§ Set problem
Reproduce the lines below exactly as they appear, from the line with "Identify the baseball bat" to the line with "xmin=733 ymin=193 xmax=805 ymax=289", both included. Copy only those lines.

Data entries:
━━━━━━━━━━━━━━━━━━━━

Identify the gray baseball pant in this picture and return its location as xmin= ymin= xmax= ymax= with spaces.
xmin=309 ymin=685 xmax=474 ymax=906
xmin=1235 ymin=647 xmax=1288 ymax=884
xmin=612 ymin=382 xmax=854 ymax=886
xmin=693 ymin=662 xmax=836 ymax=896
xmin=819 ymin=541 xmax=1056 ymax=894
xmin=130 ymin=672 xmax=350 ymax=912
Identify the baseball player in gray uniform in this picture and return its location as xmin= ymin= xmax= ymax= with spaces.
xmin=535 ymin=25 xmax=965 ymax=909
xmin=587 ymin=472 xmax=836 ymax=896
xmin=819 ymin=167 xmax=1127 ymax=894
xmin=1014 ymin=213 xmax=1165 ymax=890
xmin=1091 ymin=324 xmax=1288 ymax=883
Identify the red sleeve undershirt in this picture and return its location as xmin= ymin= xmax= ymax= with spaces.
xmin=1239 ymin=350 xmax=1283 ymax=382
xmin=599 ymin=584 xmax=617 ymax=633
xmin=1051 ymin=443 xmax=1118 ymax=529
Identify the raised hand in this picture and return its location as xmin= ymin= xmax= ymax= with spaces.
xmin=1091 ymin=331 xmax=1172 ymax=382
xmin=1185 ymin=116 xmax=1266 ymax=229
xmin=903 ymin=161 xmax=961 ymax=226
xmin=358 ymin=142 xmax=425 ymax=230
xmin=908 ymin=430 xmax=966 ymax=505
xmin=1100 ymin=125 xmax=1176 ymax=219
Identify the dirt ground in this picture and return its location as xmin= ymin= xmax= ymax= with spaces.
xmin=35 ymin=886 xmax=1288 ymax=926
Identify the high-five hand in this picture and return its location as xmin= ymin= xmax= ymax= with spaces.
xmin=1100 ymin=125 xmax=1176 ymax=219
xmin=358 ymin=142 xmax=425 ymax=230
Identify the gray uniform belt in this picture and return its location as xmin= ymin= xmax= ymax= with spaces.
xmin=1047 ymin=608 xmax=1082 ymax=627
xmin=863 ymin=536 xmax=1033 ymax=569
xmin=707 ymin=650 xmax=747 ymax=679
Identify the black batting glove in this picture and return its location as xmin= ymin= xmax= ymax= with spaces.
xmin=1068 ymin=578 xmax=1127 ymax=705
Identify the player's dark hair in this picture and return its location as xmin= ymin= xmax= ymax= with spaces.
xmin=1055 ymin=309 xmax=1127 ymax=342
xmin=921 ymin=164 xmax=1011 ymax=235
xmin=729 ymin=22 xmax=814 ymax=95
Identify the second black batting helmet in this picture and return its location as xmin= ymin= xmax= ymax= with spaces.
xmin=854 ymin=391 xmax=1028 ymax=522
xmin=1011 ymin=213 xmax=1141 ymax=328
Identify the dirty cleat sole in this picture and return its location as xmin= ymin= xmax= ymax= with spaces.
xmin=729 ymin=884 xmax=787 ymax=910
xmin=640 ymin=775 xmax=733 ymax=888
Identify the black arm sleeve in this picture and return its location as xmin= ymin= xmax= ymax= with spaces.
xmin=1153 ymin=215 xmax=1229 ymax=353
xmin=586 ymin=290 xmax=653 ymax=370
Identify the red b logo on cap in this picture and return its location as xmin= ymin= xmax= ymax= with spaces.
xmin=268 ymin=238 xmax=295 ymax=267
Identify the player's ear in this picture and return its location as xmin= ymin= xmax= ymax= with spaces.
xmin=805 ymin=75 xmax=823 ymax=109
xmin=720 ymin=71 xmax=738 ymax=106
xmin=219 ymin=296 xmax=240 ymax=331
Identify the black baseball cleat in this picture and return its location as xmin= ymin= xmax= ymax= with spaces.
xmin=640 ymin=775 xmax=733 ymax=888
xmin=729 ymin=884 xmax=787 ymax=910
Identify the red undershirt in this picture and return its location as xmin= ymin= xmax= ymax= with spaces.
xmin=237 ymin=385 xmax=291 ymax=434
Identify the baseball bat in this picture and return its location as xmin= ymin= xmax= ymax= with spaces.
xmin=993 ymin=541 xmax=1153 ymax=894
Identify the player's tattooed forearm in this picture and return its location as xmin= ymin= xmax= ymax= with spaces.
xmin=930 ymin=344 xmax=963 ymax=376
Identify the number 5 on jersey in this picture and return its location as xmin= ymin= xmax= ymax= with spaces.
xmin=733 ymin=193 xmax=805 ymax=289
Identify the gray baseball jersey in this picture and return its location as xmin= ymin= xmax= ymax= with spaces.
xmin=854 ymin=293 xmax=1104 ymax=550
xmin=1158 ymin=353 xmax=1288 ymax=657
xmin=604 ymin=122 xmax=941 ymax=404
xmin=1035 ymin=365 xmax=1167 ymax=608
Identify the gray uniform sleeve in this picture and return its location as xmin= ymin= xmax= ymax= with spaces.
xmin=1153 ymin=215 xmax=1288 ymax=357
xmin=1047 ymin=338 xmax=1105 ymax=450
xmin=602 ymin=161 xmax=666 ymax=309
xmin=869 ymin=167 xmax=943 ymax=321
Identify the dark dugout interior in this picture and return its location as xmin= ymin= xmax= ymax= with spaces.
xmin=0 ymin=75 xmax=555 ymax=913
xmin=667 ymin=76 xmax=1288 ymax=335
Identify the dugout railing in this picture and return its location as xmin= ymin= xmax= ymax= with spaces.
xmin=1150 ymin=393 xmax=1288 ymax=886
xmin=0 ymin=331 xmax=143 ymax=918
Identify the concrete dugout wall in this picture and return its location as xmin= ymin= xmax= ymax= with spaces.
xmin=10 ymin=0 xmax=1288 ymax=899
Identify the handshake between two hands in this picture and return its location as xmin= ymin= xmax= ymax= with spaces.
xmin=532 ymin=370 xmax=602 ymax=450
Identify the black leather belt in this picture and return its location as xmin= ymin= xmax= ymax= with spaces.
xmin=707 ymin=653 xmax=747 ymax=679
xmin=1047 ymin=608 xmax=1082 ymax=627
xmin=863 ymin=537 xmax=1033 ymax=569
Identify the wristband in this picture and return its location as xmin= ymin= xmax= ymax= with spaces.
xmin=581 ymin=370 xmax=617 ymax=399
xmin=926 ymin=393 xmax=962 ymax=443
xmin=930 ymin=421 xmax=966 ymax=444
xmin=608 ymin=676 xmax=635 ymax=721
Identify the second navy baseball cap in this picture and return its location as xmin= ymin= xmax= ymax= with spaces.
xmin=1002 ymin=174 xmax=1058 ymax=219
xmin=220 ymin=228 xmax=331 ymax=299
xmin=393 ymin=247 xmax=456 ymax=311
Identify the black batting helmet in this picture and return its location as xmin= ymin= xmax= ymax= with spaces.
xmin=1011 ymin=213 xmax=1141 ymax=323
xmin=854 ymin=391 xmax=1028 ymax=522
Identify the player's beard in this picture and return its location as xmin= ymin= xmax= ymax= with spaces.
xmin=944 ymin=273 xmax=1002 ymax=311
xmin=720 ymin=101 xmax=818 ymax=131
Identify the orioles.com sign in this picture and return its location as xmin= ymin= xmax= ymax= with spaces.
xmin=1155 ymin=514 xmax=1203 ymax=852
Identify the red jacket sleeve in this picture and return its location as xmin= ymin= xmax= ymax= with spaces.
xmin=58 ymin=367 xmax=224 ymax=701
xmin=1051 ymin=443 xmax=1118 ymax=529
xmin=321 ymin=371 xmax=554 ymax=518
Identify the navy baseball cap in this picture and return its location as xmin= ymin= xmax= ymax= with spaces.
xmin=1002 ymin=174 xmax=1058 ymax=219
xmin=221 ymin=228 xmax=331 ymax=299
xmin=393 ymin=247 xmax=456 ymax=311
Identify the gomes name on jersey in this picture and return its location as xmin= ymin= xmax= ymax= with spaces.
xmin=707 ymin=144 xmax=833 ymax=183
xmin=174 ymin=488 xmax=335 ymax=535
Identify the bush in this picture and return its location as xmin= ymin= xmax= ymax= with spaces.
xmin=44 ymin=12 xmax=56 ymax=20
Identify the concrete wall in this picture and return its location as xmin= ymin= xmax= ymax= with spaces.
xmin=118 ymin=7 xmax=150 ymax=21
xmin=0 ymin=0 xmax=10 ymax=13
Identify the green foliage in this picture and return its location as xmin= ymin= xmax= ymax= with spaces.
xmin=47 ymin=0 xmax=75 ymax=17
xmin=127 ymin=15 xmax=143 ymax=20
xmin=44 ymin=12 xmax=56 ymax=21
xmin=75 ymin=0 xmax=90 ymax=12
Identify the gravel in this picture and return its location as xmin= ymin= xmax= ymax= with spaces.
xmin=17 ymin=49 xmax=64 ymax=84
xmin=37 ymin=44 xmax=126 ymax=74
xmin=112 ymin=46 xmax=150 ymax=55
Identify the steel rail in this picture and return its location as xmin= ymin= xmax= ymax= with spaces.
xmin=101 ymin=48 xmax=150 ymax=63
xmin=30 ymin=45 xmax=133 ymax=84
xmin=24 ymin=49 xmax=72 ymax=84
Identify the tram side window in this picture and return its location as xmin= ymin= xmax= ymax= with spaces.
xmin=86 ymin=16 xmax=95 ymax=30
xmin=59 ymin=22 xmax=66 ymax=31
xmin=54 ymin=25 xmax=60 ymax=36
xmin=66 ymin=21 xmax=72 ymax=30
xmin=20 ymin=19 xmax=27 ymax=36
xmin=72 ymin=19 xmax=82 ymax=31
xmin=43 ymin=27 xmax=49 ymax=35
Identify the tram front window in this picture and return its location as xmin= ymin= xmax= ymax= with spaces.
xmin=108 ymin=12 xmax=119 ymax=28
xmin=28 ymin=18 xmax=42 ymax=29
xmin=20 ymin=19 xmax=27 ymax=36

━━━━━━━━━━━━━━━━━━━━

§ Answer for this exercise
Identify the baseball bat in this picture and return its location as xmin= ymin= xmax= ymax= with spaces.
xmin=993 ymin=541 xmax=1153 ymax=894
Identify the player's tattooed forearm in this picture and return its location as xmin= ymin= xmax= ymax= with spaces.
xmin=930 ymin=344 xmax=963 ymax=376
Identify the number 5 on jersey in this picture and return its location as xmin= ymin= xmax= ymax= with spaces.
xmin=733 ymin=193 xmax=805 ymax=289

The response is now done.